** Problem **
Extend the text on the Value of Statistical Life, picking up right after its last sentence.

** Page text **

■ ■ ■ ■

You're getting at the concept of "Value of Statistical Life", or VSL. Back at the beginning of the Pandemic, there was an NPR podcast discussing the topic, which is how I first learned of it. It's interesting stuff.
Policymakers need some mechanism to determine the value of life, and how much they should be willing to spend to save one (or many). How much should the government be willing to spend (taxpayer money) to save one life? Economists try to estimate this quantity by figuring out how much compensation people demand as payment for accepting risky jobs. The current consensus seems to be between $4 and $10 million.
Back in 2002, the EPA tried to use a VSL that varied by age - there was a significant political backlash. There's a logical way to approach the question, which I think is what you are getting at. Fewer years remaining means you would be expected to contribute less to society, so your life is worth less. But, there is also an emotional element, e.g. "My spouse's life is not worth less than your child's life!"

■ ■ ■ ■

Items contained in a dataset
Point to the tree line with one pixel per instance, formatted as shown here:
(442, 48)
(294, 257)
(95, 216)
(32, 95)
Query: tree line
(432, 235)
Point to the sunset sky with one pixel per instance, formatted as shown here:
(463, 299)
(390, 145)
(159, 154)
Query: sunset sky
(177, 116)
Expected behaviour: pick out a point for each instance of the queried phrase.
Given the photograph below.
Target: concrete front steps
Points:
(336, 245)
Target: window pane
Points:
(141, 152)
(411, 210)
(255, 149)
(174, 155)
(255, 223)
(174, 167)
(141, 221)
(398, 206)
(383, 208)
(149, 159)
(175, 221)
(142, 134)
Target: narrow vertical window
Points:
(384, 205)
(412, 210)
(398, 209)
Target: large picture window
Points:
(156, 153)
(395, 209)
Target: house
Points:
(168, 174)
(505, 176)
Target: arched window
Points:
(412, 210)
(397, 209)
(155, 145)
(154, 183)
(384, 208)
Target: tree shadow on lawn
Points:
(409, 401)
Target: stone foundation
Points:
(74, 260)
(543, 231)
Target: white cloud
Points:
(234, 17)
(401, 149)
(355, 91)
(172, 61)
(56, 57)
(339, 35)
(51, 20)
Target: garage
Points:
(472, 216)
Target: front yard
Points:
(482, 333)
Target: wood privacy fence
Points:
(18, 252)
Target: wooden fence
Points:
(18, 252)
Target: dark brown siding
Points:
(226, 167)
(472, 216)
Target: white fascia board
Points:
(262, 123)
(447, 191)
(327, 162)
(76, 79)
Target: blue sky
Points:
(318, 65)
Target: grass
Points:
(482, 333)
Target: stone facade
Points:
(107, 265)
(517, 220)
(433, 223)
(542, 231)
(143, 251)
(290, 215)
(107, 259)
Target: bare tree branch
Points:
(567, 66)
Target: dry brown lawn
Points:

■ ■ ■ ■

** Answer box **
But, there are lots of historical examples of some lives being valued more than others. Particularly people making brave/fateful decisions to save the lives of their children at the sacrifice of their own.
It also depends on what society values. Wisdom is valuable, but so is being able to work in a farm field, or program in Python. And, who has power? Older people usually have more power than younger people, so there is probably a selfish aspect in policy decisions - most people making policy are older.